> **WHAT IS REQUIRED**: Please return every line of the material below, unchanged and in the same order.

* start RECORD LIST *

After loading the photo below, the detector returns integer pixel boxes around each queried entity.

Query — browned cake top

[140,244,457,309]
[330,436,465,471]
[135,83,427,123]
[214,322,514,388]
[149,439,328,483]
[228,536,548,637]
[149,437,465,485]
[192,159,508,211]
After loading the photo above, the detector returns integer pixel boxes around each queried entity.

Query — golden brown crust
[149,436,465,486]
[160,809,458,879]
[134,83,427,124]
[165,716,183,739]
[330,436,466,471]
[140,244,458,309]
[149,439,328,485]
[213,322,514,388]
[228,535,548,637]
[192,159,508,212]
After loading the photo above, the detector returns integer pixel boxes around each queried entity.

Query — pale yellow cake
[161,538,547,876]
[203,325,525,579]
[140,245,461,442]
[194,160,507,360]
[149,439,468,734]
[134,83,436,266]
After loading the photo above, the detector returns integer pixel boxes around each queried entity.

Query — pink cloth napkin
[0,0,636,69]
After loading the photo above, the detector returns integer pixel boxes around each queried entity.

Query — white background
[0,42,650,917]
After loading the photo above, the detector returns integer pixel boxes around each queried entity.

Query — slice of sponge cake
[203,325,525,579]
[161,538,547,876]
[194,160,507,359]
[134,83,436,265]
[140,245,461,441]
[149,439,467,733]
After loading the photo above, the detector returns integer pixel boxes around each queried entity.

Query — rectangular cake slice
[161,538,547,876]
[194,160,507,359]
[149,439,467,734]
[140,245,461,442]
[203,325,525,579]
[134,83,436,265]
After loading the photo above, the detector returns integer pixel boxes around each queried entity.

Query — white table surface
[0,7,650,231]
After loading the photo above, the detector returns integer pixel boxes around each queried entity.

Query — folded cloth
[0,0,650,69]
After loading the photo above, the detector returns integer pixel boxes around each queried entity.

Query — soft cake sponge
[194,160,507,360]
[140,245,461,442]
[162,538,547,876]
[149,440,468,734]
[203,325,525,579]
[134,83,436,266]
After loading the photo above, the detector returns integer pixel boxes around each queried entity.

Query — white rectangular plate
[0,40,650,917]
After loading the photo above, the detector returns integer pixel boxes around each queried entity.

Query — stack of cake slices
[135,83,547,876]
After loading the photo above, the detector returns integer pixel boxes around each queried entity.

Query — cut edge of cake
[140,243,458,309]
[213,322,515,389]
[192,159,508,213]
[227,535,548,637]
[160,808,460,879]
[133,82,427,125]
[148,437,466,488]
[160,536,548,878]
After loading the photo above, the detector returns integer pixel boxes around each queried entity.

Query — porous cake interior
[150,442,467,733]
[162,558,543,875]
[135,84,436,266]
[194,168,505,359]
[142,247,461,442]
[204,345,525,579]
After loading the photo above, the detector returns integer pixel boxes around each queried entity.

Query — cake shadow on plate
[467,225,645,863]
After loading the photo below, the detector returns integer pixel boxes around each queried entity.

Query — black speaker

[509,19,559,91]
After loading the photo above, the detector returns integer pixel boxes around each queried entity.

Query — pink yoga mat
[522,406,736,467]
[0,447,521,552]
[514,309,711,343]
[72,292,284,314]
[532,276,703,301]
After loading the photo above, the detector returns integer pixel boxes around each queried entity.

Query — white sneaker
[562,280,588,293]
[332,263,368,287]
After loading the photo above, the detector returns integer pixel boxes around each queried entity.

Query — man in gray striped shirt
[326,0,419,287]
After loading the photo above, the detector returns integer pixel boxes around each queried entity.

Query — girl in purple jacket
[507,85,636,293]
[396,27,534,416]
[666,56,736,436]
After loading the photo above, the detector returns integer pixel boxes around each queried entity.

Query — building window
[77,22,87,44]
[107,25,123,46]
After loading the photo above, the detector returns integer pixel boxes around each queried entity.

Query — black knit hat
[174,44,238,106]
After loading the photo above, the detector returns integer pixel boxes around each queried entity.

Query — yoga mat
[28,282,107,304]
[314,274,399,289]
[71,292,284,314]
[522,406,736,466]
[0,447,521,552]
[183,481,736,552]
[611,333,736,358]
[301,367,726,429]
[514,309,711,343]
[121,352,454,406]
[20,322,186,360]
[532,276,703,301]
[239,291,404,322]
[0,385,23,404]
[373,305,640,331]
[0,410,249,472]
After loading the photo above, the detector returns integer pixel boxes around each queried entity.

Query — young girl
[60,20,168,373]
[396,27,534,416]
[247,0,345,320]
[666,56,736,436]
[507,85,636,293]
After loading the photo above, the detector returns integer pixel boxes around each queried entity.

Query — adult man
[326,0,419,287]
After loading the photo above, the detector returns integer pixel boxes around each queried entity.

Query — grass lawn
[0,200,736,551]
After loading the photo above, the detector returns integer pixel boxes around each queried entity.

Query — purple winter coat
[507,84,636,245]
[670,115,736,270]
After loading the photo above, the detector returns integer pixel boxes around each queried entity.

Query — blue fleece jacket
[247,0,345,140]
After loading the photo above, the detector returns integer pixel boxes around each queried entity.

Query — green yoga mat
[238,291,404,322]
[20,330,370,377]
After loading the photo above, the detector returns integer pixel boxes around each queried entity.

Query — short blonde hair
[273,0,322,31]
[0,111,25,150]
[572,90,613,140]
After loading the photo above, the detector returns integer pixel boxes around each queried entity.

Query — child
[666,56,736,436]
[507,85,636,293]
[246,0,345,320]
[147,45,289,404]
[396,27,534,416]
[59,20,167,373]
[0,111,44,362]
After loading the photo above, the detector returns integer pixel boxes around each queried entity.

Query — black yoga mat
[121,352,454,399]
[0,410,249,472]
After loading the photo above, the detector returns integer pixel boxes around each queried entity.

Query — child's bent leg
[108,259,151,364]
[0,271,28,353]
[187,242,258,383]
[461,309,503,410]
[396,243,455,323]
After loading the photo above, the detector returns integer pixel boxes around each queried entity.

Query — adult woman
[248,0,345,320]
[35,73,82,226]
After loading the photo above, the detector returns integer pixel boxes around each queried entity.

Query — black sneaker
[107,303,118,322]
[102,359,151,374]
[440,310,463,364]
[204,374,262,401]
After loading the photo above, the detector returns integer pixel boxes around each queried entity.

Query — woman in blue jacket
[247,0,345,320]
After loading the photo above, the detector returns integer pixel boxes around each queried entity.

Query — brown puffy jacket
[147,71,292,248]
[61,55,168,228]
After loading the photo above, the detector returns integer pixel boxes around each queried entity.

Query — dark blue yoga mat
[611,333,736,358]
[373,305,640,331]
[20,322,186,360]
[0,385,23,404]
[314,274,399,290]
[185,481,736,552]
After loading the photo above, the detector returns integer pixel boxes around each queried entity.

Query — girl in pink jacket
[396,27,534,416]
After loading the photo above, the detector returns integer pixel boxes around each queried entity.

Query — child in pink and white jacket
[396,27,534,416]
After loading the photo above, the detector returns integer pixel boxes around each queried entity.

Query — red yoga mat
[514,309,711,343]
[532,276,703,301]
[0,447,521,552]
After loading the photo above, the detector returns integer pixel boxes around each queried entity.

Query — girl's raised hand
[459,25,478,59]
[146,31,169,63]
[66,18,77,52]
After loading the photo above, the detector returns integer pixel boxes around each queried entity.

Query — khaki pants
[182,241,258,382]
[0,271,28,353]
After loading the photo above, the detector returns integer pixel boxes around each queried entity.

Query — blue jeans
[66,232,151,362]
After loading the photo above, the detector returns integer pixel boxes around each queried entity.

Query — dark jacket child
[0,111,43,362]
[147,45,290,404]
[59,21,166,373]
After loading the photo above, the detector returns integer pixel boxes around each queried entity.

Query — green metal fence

* end RECORD LIST *

> **RESPONSE**:
After loading the photo below, the detector returns integer pixel boxes around each queried entity.

Query — browned cake top

[140,244,457,309]
[330,436,465,471]
[135,83,427,123]
[214,322,514,388]
[149,439,328,483]
[228,536,548,637]
[149,437,465,485]
[192,159,508,211]
After loading the photo above, the detector returns integer pixel boxes around each queried entity.

Query — golden brown crust
[149,436,465,486]
[160,809,458,879]
[134,83,427,124]
[165,716,183,739]
[330,436,466,471]
[140,244,458,309]
[149,439,328,485]
[213,322,514,388]
[228,535,548,637]
[192,159,508,212]
After loading the photo above, the detector returns integer pixel boxes around each queried entity.

Query — pale yellow cake
[161,538,547,876]
[203,325,525,579]
[140,245,461,442]
[194,160,507,360]
[149,439,468,734]
[134,83,436,266]
After loading the photo above, the detector returns integer pixel boxes around each queried entity.

Query — pink cloth napkin
[0,0,636,69]
After loading the photo above, the detector returns integer pixel boxes around each queried entity.

Query — white background
[0,42,650,917]
After loading the photo above, the detector returns integer pixel boxes around each queried entity.

Query — slice of sponge cake
[203,325,525,579]
[161,538,547,876]
[194,160,507,359]
[134,83,436,265]
[140,245,461,441]
[149,439,467,733]
After loading the photo above, the detector returns integer pixel boxes around each queried entity.

Query — rectangular cake slice
[161,538,547,876]
[194,160,507,359]
[149,439,467,734]
[140,245,461,442]
[203,325,525,579]
[134,83,436,265]
After loading the photo above, the detector returns integer pixel boxes around each queried entity.

Query — white table surface
[0,7,650,231]
After loading the photo above, the detector returns integer pixel boxes around each queried entity.

Query — folded cloth
[0,0,650,69]
After loading the photo above, the detector returns integer pixel boxes around each queried entity.

Query — soft cake sponge
[194,160,507,360]
[140,245,461,442]
[162,538,547,876]
[149,440,468,734]
[203,325,525,579]
[134,83,436,266]
After loading the photo above, the detector returns integer pixel boxes around each queried entity.

Query — white rectangular plate
[0,40,650,917]
After loading the photo above, the detector returns integer pixel boxes around each queried entity.

Query — stack of cake slices
[135,83,547,876]
After loading the photo above, the detector returns integer pixel boxes around each queried entity.

Query — cut edge of cake
[140,243,458,309]
[213,322,515,389]
[192,159,508,213]
[227,535,548,637]
[160,808,460,879]
[133,82,427,125]
[148,437,466,488]
[160,536,548,878]
After loading the photo above, the detector returns integer pixel boxes around each queried entity.

Query — porous cake interior
[150,442,467,733]
[162,558,543,875]
[135,84,436,266]
[194,168,505,359]
[142,247,461,442]
[204,345,525,579]
After loading the photo above, the detector returns integer pixel boxes around each queried entity.

Query — cake shadow on plate
[467,225,645,863]
After loading the photo below, the detector returns integer pixel boxes around each queried entity.

Query — black speaker

[509,19,559,91]
After loading the photo above, the detector returns integer pixel boxes around each queried entity.

Query — pink yoga mat
[522,406,736,467]
[0,447,521,552]
[514,309,711,343]
[72,292,284,314]
[532,276,703,301]
After loading the photo above, the detector returns integer pixel boxes around each queried entity.

Query — white sneaker
[562,280,588,293]
[332,263,368,287]
After loading the photo above, the detector returns integer pixel boxes around each queried entity.

Query — man in gray striped shirt
[326,0,419,287]
After loading the photo above, the detector returns integer pixel boxes around each queried entity.

Query — girl in purple jacket
[507,85,636,293]
[396,27,534,416]
[666,56,736,436]
After loading the photo above, the detector returns integer pixel boxes around each queried entity.

Query — building window
[77,22,87,44]
[107,25,123,46]
After loading the photo above, the detector returns integer pixel boxes around each queried entity.

Query — black knit hat
[174,44,238,106]
After loading the photo above, the detector returns integer pixel boxes around each queried entity.

Query — yoga mat
[28,282,107,304]
[314,274,399,289]
[71,292,284,314]
[522,406,736,466]
[0,447,521,552]
[183,481,736,552]
[611,333,736,358]
[301,367,726,429]
[514,309,711,343]
[121,352,454,406]
[20,322,186,360]
[532,276,703,301]
[239,291,404,322]
[0,385,23,404]
[373,305,640,331]
[0,410,249,472]
After loading the photo above, the detector returns integer pixel boxes around each queried entity.

Query — young girl
[60,20,168,373]
[396,27,534,416]
[247,0,345,320]
[666,56,736,436]
[507,85,636,293]
After loading the photo above, the detector returns integer pixel boxes around each queried entity.

Query — adult man
[326,0,419,287]
After loading the photo above, the detector returns integer pixel boxes around each queried entity.

Query — grass lawn
[0,200,736,551]
After loading the photo above, the detector returns integer pixel boxes around each queried entity.

Query — purple winter coat
[507,84,636,245]
[670,115,736,270]
After loading the photo above, the detector returns integer pixel boxes around each queried entity.

Query — blue fleece jacket
[247,0,345,140]
After loading the photo above, the detector returns integer pixel boxes around each queried entity.

Query — green yoga mat
[238,291,404,322]
[20,330,370,377]
After loading the photo above, the detector returns integer pixel boxes around each queried entity.

Query — short blonde hair
[273,0,322,31]
[0,111,25,150]
[572,90,613,140]
After loading the photo above, the detector returns integer pixel boxes around each queried entity.

Query — child
[666,56,736,436]
[507,85,636,293]
[246,0,345,320]
[147,45,289,404]
[396,27,534,416]
[59,20,167,373]
[0,111,44,362]
After loading the photo above, the detector returns integer pixel boxes around each queried entity.

Query — black yoga mat
[121,352,454,399]
[0,410,249,472]
After loading the photo above, the detector returns integer pixel boxes around each queried entity.

Query — child's bent leg
[108,259,151,364]
[0,271,28,353]
[187,242,258,383]
[461,309,503,410]
[396,243,455,323]
After loading the photo above, the detector returns integer pixel boxes around each queried entity.

Query — adult woman
[248,0,345,320]
[35,73,82,226]
After loading the photo above, the detector returns integer pixel boxes around each queried entity.

Query — black sneaker
[107,303,118,322]
[102,359,151,374]
[440,310,463,364]
[204,374,262,401]
After loading the photo above, the detector returns integer pixel boxes around each queried entity.

Query — woman in blue jacket
[247,0,345,320]
After loading the photo above, the detector returns integer pixel boxes around each queried entity.

Query — brown puffy jacket
[147,71,292,248]
[61,55,168,228]
After loading the photo above, the detector returns integer pixel boxes around each queried entity.

Query — dark blue yoga mat
[611,333,736,358]
[373,305,640,331]
[20,322,186,360]
[0,385,23,404]
[314,274,399,290]
[185,481,736,552]
After loading the photo above, the detector returns integer pixel boxes around each queried entity.

Query — girl in pink jacket
[396,27,534,416]
After loading the photo above, the detector returns integer pixel boxes around each queried entity.

Query — child in pink and white jacket
[396,27,534,416]
After loading the photo above, the detector returns integer pixel boxes around each queried entity.

Query — red yoga mat
[514,309,711,343]
[532,276,703,301]
[0,447,521,552]
After loading the photo above, the detector returns integer pixel boxes around each queried entity.

Query — girl's raised hand
[459,25,478,59]
[146,31,169,63]
[66,18,77,52]
After loading the photo above, the detector returns integer pixel boxes around each queried entity.

Query — khaki pants
[182,241,258,382]
[0,271,28,353]
After loading the photo above, the detector returns integer pixel boxes around each queried entity.

Query — blue jeans
[66,232,151,362]
After loading the photo above, the detector returns integer pixel boxes around each queried entity.

Query — dark jacket child
[0,111,43,362]
[147,45,290,404]
[59,21,166,373]
After loading the photo above, the detector returns integer pixel boxes around each queried entity.

Query — green metal fence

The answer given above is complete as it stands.